* _GOAL 1_:
According to the Cannes short film text, who directed the 2019 winner of the Palme d'Or for best short film?

* _TEXT EXCERPT_:
Agnès Patron’s stripped-down, expressionistic And Then the Bear was the only animated film among Cannes’s Official Competition shorts

At the official Cannes award ceremony, before the feature prizes are handed out, there is another Palme d’Or announced: for the best short film. The 2019 recipient was The Distance Between Us and the Sky, directed by Vasilis Kekatos. While the courtyard of a petrol station may not seem the most romantic location, Kekatos, along with his sparkling central duo, played by Nikolakis Zeginoglou and Ioko Ioannis Kotidis, inject the cold light and concrete with the energy and warmth of new romantic possibility. As well as the Palme d’Or, The Distance Between Us and the Sky also won the Queer Palme. It’s a diesel-smelling dream that’s worthy of both accolades.

* _INPUT DATA_:
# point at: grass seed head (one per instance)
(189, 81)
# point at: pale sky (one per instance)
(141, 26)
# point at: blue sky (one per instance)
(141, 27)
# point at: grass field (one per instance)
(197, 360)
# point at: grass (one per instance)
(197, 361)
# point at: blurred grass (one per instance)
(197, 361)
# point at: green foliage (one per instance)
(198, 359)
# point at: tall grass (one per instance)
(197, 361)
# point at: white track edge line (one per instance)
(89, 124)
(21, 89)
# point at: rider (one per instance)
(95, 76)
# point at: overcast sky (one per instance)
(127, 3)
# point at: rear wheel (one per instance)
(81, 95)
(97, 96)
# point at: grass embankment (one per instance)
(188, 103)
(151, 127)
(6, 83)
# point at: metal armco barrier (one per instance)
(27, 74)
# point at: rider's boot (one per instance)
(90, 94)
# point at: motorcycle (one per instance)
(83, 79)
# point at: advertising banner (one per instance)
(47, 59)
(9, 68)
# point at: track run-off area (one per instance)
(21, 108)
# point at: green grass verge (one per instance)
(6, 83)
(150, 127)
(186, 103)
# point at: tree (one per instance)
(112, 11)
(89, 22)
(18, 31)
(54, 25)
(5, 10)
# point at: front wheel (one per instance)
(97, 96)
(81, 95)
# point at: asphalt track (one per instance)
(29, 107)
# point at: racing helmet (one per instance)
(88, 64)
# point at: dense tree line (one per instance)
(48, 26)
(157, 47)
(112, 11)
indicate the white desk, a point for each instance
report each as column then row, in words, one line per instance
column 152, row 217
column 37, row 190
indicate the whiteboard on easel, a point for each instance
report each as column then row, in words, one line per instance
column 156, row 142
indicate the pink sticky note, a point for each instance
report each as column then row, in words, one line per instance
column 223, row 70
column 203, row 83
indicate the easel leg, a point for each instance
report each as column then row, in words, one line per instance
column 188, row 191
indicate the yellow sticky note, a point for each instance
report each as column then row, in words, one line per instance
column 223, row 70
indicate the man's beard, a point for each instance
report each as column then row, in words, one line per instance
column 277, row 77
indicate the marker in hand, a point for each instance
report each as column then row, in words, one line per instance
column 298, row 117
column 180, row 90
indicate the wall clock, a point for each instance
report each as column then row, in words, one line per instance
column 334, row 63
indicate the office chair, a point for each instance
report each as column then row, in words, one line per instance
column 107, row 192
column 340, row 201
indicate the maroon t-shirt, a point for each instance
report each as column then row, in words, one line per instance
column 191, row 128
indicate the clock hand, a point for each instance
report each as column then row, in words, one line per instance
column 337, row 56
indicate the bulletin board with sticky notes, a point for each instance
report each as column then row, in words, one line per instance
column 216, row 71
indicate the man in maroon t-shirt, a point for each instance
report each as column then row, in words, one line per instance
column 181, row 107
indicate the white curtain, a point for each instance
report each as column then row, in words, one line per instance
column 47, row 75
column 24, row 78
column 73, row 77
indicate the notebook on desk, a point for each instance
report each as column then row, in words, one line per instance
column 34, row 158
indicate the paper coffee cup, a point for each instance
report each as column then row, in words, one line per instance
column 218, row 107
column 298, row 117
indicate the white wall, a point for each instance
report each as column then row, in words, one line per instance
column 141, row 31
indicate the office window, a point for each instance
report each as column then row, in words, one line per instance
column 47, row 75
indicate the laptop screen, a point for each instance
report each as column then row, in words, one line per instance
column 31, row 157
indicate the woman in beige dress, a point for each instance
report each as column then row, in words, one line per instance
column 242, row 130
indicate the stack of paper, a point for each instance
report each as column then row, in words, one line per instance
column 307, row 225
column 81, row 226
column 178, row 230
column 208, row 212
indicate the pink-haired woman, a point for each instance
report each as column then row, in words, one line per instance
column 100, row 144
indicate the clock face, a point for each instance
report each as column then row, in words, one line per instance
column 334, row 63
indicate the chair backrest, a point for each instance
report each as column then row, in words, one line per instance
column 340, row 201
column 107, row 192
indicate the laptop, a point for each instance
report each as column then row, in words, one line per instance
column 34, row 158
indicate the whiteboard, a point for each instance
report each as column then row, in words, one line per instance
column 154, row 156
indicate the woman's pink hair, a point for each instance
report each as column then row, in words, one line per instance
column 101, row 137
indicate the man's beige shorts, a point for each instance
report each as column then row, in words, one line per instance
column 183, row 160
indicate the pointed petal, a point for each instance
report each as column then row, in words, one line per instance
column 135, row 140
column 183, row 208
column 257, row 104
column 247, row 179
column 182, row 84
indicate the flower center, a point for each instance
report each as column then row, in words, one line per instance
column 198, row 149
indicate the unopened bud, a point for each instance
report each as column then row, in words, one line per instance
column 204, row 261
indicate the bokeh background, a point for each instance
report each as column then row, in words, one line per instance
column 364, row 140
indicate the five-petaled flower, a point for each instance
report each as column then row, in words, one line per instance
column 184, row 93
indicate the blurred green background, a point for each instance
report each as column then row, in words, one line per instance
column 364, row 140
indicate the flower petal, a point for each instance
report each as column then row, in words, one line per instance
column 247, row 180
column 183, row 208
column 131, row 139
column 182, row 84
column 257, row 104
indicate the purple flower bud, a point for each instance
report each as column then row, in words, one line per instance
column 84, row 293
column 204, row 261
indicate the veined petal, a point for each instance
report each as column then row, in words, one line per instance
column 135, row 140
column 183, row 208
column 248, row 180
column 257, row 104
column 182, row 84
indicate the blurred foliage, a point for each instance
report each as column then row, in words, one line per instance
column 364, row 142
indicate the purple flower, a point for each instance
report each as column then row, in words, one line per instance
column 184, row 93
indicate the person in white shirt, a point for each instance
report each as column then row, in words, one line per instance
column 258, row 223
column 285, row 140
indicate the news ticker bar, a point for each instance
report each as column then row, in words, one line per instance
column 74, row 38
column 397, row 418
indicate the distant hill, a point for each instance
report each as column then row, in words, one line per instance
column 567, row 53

* _GOAL 2_:
Reproduce the rows verbatim, everything from the line containing "indicate the man's beard, a" down to the line containing "column 337, row 56", including both of those lines.

* _TASK RESULT 1_:
Vasilis Kekatos

* _TASK RESULT 2_:
indicate the man's beard, a point for each instance
report each as column then row, in words, one line per instance
column 277, row 77
indicate the marker in hand, a point for each instance
report each as column then row, in words, one line per instance
column 298, row 117
column 180, row 90
indicate the wall clock, a point for each instance
report each as column then row, in words, one line per instance
column 334, row 63
indicate the office chair, a point for each instance
report each as column then row, in words, one line per instance
column 107, row 192
column 340, row 201
indicate the maroon t-shirt, a point for each instance
report each as column then row, in words, one line per instance
column 191, row 128
indicate the clock hand, a point for each instance
report each as column then row, in words, one line per instance
column 337, row 56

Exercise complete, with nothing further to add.